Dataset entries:
....

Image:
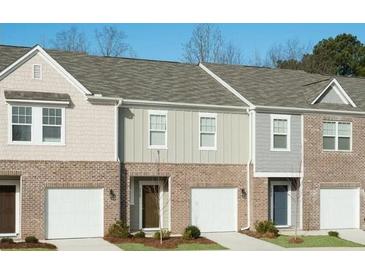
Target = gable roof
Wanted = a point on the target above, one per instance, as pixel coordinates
(335, 93)
(287, 88)
(136, 79)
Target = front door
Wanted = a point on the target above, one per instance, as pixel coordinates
(280, 205)
(7, 209)
(150, 206)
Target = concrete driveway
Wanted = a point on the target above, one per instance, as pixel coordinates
(89, 244)
(240, 242)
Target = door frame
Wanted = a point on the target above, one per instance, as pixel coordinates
(15, 183)
(280, 183)
(160, 190)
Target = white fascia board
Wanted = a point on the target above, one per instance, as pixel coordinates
(52, 62)
(342, 93)
(226, 85)
(301, 110)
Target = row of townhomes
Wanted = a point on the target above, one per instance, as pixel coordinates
(86, 140)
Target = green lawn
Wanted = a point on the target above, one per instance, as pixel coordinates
(181, 247)
(313, 241)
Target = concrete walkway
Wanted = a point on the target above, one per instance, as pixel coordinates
(89, 244)
(240, 242)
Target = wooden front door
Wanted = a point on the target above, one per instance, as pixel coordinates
(150, 206)
(7, 209)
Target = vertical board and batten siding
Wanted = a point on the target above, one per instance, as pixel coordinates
(277, 161)
(183, 138)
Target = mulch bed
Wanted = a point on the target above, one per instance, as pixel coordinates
(24, 245)
(172, 242)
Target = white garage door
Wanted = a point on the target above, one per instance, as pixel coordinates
(340, 208)
(214, 209)
(75, 213)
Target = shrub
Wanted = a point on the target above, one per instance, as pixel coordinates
(267, 226)
(191, 232)
(31, 240)
(7, 241)
(165, 234)
(333, 234)
(140, 234)
(119, 230)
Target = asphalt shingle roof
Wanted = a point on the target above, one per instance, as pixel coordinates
(287, 88)
(137, 79)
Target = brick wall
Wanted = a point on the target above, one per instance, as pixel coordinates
(335, 169)
(37, 176)
(183, 177)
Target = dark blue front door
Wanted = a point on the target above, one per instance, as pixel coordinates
(280, 204)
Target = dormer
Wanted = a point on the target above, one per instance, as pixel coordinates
(333, 93)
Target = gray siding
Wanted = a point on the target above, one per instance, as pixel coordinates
(183, 138)
(277, 161)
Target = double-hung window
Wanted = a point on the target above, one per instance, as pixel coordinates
(157, 129)
(280, 132)
(337, 136)
(52, 124)
(36, 125)
(207, 131)
(21, 124)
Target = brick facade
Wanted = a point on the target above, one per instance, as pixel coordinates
(183, 177)
(334, 169)
(38, 176)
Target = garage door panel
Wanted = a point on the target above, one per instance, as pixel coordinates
(214, 209)
(339, 208)
(74, 213)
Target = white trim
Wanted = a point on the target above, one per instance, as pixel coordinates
(208, 115)
(172, 104)
(279, 174)
(160, 190)
(288, 129)
(52, 62)
(283, 183)
(131, 187)
(17, 207)
(40, 72)
(157, 112)
(345, 98)
(37, 101)
(336, 136)
(37, 126)
(290, 109)
(226, 85)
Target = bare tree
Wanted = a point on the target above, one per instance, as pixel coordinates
(291, 51)
(207, 45)
(111, 42)
(70, 40)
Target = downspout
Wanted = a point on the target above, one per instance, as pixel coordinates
(116, 129)
(248, 176)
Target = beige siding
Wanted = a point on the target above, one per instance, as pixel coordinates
(89, 127)
(183, 138)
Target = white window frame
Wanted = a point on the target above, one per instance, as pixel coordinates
(40, 72)
(208, 115)
(337, 136)
(36, 126)
(157, 112)
(280, 117)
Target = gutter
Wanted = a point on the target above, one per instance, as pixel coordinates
(248, 175)
(116, 128)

....

Search the data above for the word "board" and show every line that has it.

Finished exercise:
Target = white fascia board
Target = vertical board and batten siding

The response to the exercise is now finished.